▶ **Input**:
-*-*-

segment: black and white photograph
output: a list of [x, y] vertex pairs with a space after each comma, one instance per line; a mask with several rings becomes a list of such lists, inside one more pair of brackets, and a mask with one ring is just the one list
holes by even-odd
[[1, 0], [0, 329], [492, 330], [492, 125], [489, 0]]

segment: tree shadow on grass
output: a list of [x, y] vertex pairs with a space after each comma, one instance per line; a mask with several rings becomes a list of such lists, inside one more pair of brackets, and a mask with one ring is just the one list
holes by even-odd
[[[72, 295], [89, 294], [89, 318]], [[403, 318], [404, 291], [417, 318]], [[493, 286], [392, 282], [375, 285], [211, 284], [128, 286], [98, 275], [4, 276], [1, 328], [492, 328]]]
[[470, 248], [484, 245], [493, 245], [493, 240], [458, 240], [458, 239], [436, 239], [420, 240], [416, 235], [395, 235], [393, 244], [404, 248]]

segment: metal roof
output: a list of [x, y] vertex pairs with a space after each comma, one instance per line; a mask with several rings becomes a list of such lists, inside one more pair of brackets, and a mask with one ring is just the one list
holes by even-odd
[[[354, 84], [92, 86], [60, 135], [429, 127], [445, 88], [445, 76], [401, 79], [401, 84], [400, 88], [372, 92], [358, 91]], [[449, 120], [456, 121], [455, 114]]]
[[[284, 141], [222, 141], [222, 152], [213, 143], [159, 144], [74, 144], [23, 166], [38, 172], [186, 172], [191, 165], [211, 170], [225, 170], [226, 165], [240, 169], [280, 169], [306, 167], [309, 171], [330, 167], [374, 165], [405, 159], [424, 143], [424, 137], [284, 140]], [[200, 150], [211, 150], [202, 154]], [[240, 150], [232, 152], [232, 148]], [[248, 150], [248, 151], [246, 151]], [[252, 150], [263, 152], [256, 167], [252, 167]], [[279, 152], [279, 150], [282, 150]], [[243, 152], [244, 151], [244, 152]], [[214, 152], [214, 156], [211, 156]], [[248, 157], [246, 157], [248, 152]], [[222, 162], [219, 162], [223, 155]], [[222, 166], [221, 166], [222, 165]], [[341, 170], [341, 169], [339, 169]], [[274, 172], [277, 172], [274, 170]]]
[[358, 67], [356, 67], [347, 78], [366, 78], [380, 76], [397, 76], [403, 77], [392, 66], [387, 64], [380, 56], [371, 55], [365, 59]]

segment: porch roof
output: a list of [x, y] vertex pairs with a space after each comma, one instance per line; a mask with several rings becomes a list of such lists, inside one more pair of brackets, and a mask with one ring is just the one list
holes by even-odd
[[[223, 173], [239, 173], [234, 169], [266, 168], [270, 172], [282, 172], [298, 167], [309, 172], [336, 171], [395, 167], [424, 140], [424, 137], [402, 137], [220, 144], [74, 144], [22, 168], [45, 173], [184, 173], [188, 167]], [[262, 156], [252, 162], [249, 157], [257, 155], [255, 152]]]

-*-*-

▶ **Task details**: Copy the lines from the very first one through the line with "[[1, 0], [0, 329], [492, 330], [492, 125], [489, 0]]", character for character, including both ends.

▶ **Correct result**:
segment: black and white photograph
output: a list of [x, y] vertex pairs with a space after each comma, one instance per line; a mask with several rings becomes a list of such lists, inside one more pair of brackets, and a mask with one ring is just the one list
holes by even-odd
[[1, 0], [0, 329], [492, 330], [492, 125], [489, 0]]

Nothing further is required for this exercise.